### Problem to work on
Rewrite the lines between the one holding "[outline] trailer" and the one holding "141 171 L 147", inclusive, switching "instance" to "object" and changing nothing else.

### Segmentation dataset excerpts
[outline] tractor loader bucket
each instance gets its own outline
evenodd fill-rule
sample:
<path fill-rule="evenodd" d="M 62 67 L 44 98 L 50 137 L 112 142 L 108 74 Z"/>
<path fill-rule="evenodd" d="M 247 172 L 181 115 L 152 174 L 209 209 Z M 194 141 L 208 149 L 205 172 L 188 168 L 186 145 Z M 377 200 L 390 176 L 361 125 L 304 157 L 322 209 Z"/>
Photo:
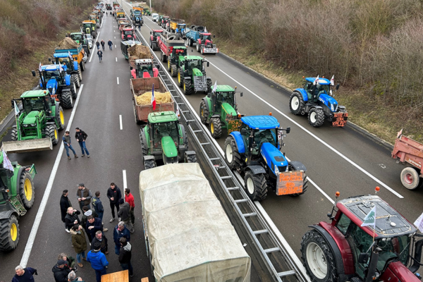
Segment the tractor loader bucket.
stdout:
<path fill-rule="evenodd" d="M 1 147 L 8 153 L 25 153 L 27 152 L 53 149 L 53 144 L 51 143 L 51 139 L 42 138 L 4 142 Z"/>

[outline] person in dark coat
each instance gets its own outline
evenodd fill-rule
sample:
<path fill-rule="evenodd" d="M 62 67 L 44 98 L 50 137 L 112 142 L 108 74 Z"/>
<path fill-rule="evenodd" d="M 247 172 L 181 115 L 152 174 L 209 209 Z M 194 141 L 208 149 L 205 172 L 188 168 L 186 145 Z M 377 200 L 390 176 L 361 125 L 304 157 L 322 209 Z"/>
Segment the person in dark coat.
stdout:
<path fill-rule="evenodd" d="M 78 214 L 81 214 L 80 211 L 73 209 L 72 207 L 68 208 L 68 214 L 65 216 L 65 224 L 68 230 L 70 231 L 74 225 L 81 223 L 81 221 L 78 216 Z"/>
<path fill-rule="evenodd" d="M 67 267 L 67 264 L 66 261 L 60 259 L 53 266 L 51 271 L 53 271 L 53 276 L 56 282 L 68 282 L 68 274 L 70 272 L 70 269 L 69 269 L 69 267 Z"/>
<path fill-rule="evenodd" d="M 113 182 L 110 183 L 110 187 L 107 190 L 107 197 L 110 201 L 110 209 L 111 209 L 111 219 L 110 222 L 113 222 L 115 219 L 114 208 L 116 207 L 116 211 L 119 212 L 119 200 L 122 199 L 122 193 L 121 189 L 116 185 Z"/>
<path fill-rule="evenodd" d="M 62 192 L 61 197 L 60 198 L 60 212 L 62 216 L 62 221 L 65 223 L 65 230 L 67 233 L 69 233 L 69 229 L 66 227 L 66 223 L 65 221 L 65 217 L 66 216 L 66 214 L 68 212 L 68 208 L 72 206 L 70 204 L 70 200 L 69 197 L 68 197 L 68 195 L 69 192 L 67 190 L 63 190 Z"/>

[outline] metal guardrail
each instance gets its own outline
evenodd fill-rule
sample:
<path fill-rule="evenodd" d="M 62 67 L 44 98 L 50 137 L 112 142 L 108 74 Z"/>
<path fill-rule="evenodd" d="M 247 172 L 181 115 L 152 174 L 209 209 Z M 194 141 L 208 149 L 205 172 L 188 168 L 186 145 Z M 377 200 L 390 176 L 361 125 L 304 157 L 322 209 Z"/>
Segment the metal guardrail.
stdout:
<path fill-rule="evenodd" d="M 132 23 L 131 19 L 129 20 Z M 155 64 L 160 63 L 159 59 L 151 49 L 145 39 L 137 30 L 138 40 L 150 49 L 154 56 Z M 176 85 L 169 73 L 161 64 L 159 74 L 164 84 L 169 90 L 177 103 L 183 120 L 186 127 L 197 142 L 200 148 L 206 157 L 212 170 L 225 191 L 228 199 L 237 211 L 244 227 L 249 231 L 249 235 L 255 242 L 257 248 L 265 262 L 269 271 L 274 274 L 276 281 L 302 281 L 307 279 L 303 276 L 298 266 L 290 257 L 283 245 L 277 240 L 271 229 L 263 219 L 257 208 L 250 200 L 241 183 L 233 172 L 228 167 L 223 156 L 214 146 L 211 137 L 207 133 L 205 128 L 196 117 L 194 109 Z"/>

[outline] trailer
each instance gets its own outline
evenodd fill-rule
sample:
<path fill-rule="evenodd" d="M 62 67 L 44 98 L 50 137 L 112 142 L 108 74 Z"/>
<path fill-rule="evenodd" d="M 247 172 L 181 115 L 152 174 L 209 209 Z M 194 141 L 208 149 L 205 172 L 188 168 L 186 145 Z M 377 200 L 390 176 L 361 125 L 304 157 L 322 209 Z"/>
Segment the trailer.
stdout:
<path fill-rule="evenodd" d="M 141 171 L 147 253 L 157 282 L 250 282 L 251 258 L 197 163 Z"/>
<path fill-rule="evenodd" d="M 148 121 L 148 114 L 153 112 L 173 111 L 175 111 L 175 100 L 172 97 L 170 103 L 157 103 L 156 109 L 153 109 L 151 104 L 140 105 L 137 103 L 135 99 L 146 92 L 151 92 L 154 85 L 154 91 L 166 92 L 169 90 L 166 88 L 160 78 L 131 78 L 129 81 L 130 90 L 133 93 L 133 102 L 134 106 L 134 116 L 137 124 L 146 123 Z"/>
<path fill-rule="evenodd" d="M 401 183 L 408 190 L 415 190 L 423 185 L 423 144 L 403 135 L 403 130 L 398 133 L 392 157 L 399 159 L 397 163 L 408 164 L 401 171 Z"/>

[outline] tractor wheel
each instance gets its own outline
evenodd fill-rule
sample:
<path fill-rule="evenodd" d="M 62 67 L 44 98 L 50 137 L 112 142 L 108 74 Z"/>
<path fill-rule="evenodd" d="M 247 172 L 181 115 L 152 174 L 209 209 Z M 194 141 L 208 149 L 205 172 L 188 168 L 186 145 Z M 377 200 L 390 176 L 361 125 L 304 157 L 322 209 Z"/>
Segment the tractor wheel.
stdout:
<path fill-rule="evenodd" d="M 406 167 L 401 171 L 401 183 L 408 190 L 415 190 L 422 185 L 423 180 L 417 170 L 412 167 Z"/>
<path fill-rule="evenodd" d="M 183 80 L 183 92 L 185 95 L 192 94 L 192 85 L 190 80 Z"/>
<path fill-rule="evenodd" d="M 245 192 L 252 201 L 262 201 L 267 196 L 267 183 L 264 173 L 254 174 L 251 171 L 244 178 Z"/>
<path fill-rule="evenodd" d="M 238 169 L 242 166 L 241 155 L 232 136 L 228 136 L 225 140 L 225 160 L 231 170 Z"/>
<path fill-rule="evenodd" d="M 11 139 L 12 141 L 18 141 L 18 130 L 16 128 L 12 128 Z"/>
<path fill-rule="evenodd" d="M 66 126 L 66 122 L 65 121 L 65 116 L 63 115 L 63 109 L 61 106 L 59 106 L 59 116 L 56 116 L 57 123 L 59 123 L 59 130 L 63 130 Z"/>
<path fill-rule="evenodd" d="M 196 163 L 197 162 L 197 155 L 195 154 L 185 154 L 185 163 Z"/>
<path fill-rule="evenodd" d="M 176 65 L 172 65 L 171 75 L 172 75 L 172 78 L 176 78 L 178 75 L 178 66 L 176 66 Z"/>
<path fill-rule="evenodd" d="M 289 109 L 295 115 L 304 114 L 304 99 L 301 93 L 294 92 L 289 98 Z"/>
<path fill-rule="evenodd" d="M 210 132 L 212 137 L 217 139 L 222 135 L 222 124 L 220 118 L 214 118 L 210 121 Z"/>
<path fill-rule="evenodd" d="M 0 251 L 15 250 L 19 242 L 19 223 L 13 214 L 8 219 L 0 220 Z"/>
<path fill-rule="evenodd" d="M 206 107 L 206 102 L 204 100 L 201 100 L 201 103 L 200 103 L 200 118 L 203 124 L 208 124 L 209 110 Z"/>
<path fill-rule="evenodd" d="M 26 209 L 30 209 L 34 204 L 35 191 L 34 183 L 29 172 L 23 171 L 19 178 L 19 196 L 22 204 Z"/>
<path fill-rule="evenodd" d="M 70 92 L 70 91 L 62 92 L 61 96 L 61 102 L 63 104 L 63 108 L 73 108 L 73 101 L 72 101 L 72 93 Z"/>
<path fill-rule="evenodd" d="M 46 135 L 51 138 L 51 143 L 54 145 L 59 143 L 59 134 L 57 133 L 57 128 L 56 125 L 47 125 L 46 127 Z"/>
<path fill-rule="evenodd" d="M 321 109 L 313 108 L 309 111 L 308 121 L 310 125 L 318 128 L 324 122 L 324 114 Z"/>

### Right answer
[outline] trailer
each object gets its own outline
evenodd fill-rule
sample:
<path fill-rule="evenodd" d="M 62 67 L 44 98 L 50 137 L 112 142 L 108 74 Z"/>
<path fill-rule="evenodd" d="M 247 172 L 181 115 L 152 174 L 209 209 Z M 194 141 L 208 149 L 205 172 L 188 168 L 186 145 Z M 377 200 L 390 176 L 361 125 L 304 157 L 322 209 Z"/>
Segment the trailer.
stdout:
<path fill-rule="evenodd" d="M 141 171 L 147 253 L 157 282 L 250 282 L 251 258 L 197 163 Z"/>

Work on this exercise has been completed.